# WHAT TO WORK ON:
Below this sentence is a listing; return exactly its lines from the one with "Each <instance> describes" to the one with "box: [132, 105, 600, 234]", both kept, and nothing more.

--- THE DATA Enclosed Below ---

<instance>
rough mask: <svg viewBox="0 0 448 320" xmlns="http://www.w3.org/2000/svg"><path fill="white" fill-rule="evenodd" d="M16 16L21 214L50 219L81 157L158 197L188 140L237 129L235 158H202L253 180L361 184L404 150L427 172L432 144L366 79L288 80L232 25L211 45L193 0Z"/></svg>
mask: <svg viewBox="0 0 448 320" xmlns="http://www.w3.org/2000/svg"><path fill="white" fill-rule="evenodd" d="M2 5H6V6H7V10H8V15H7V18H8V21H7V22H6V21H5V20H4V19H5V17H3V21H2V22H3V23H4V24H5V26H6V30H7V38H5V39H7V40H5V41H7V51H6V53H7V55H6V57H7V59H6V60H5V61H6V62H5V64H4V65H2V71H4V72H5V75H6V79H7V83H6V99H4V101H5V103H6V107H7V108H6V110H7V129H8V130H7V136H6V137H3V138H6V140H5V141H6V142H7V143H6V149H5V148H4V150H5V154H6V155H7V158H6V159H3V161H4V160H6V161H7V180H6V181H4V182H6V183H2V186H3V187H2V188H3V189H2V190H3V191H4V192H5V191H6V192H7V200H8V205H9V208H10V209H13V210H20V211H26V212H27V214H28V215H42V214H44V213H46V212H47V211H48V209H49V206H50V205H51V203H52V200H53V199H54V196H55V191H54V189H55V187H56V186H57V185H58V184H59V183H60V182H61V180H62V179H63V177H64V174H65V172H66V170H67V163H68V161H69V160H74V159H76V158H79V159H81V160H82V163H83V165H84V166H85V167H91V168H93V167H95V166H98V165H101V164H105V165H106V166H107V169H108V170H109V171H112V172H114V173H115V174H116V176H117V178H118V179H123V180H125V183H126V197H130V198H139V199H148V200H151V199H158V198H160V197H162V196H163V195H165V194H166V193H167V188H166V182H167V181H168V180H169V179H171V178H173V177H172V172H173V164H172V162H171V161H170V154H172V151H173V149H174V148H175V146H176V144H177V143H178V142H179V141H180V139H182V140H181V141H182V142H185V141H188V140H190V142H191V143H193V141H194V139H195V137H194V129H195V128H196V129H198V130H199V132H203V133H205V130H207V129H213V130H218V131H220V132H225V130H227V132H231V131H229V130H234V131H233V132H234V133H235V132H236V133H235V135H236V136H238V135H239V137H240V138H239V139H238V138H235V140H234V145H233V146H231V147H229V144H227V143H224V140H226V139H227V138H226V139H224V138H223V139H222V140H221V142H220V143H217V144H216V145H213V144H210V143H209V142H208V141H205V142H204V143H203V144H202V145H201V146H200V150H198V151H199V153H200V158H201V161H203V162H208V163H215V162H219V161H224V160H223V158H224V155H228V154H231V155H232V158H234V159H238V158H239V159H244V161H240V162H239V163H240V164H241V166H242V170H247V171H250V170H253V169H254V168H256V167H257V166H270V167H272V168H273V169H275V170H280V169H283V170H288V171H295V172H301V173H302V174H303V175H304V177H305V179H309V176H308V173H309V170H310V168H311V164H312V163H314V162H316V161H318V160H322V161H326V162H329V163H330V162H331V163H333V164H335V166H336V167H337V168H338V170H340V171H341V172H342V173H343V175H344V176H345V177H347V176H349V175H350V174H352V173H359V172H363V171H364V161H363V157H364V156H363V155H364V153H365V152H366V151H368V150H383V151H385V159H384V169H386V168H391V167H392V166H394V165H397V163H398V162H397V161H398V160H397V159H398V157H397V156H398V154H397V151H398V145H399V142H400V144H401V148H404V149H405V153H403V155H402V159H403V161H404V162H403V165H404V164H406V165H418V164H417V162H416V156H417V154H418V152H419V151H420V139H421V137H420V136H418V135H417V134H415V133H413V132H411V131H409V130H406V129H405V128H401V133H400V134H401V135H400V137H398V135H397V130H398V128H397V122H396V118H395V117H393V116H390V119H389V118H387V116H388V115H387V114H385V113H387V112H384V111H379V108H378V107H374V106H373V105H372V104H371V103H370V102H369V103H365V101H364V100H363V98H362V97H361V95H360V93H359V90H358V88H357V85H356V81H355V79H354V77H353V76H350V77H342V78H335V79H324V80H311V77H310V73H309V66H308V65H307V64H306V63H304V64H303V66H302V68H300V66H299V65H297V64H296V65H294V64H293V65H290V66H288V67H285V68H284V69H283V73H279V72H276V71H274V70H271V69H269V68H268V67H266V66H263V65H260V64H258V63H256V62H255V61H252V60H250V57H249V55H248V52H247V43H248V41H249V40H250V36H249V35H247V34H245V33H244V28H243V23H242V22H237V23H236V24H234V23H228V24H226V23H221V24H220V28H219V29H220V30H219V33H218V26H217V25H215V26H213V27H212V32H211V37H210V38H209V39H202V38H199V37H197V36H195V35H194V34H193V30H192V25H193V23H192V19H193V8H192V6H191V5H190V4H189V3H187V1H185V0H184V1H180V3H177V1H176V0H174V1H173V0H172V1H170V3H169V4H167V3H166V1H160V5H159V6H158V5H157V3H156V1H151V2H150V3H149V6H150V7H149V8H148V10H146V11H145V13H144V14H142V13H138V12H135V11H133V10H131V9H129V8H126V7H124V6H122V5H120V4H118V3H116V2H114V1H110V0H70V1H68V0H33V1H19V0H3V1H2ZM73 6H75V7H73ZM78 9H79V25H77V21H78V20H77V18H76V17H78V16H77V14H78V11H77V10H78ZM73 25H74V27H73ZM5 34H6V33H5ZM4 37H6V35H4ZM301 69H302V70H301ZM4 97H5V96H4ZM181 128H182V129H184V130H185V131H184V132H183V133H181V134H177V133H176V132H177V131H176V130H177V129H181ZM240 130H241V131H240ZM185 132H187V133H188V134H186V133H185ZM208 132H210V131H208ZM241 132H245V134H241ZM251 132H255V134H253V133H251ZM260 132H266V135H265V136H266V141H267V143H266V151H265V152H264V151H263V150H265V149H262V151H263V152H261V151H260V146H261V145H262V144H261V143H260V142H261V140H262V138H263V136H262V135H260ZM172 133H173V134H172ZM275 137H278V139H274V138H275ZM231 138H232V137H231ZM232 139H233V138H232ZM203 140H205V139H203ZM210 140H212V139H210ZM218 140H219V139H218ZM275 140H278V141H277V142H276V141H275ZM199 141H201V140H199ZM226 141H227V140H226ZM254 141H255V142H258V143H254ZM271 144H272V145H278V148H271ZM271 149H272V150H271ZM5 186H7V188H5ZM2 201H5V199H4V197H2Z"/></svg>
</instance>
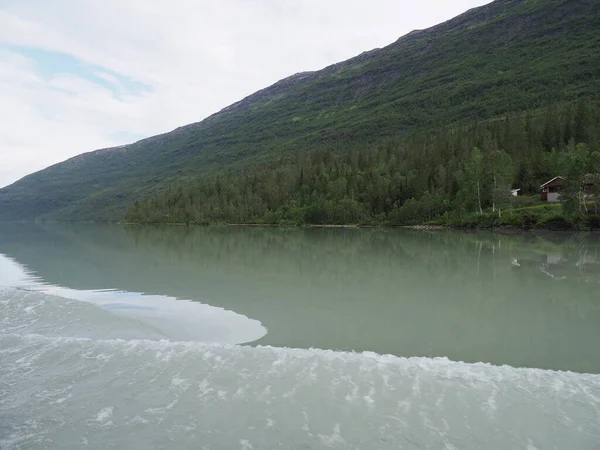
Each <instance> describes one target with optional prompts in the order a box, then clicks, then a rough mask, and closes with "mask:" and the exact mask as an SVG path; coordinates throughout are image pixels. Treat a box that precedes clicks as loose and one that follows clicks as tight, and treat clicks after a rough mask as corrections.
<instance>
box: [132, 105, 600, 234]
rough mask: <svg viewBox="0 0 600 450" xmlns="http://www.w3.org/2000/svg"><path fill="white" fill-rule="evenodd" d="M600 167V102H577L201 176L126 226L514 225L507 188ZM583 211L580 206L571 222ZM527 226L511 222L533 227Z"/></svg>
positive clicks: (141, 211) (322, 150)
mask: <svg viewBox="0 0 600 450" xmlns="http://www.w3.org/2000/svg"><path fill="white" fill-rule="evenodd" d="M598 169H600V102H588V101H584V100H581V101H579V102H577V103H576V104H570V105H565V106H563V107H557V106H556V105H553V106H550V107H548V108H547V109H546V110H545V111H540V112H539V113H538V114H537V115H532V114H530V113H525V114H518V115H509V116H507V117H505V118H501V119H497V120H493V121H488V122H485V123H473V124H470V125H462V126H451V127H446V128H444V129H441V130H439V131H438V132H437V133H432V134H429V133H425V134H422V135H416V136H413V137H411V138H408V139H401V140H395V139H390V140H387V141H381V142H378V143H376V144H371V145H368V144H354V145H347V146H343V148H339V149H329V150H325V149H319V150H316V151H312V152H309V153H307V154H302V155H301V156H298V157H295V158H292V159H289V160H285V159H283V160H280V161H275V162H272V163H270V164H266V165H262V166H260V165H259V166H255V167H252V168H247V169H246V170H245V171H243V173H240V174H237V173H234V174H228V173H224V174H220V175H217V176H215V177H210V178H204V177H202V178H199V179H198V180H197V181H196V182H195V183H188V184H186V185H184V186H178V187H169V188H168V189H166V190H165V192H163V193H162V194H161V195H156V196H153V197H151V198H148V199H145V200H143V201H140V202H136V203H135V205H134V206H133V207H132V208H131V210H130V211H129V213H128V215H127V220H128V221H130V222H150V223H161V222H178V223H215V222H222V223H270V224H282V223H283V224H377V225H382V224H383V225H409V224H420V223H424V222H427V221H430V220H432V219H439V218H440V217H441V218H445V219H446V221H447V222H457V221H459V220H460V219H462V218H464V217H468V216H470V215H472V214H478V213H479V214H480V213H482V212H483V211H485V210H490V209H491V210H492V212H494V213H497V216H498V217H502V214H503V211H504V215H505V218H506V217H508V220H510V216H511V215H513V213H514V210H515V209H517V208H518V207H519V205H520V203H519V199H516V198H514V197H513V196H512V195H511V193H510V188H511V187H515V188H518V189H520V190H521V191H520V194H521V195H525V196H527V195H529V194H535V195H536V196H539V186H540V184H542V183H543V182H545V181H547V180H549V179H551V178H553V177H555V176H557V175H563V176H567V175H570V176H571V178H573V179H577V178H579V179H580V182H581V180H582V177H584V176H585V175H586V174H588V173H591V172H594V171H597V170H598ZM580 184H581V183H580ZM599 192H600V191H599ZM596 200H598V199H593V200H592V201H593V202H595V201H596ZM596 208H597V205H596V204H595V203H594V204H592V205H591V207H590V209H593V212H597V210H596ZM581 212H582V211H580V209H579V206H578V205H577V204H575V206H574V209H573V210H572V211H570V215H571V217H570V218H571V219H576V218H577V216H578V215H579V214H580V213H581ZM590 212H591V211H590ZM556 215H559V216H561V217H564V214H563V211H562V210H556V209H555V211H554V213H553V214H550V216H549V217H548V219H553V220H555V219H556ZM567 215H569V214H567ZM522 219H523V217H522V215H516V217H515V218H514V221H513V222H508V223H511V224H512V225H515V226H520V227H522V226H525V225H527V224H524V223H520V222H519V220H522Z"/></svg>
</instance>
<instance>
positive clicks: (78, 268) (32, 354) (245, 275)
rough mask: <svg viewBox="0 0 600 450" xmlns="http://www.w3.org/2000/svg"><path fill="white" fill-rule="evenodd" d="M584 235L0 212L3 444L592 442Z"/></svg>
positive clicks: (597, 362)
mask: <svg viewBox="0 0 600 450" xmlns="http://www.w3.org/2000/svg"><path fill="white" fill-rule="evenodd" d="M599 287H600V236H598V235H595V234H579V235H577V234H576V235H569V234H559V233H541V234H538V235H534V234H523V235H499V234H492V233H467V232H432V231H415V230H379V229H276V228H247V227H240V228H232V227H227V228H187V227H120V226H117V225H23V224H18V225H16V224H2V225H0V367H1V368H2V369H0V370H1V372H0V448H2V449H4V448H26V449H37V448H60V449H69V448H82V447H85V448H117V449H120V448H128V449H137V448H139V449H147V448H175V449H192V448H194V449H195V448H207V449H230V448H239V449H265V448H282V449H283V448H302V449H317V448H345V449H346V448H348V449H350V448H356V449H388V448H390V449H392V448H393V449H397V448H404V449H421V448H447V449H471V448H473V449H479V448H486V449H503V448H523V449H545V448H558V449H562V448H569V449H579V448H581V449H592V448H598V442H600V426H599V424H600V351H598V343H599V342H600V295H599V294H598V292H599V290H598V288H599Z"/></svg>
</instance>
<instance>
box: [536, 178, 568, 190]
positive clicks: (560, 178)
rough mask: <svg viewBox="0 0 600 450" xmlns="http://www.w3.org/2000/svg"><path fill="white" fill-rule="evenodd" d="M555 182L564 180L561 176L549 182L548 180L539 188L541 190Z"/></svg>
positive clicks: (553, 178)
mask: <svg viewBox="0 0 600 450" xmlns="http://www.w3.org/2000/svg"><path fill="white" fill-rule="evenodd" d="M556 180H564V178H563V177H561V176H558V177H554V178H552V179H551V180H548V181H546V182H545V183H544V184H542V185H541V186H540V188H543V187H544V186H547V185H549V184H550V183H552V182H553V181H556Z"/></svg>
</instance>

--- End of Enclosed THE DATA ---

# EXERCISE RESULT:
Each <instance> describes one target with optional prompts in the order a box, then clicks, then a rough mask, and closes with "mask:" and the exact mask as an SVG path; coordinates throughout are image pixels. Treat a box that precedes clicks as loose and one that follows clicks as tight, and treat clicks after a rough mask as corrections.
<instance>
box: [132, 105, 600, 234]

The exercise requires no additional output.